──────── RECORDS SHOWN ────────

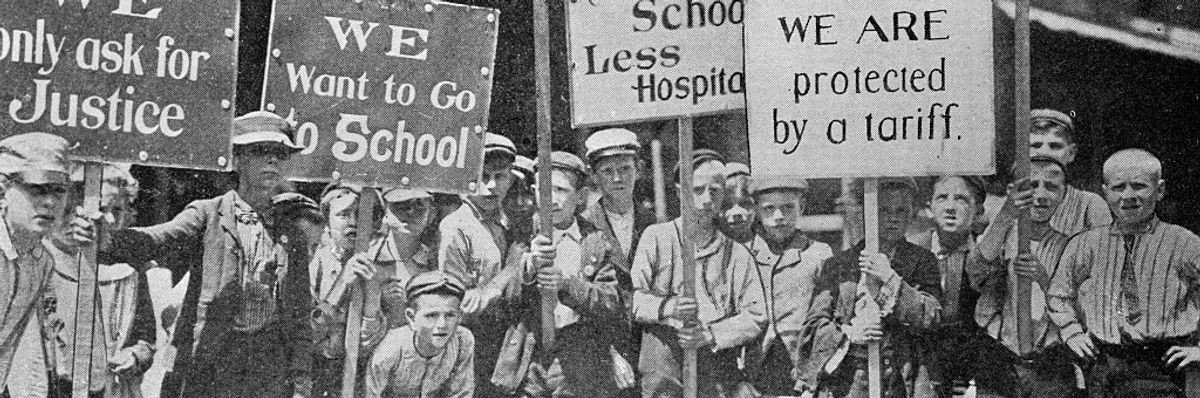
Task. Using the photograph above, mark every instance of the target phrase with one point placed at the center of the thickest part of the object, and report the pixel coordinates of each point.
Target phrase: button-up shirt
(399, 371)
(729, 295)
(1167, 265)
(996, 309)
(789, 279)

────────

WHAT IS REQUIRED:
Rescale the material above by reproducing all its lines, including the request text. Multiply every pixel coordinate in the answers by 1.4 and round to the nearest whole number, with halves going up, but omit the pictures.

RESPONSE TO THIS EXERCISE:
Task. Using the photograph above, mark every instance of the target phrase with one point placed at the center of the thickest part of the object, and report the pixel coordinates of each point.
Target phrase: button-up shirt
(559, 519)
(1021, 413)
(1634, 371)
(1394, 433)
(1105, 391)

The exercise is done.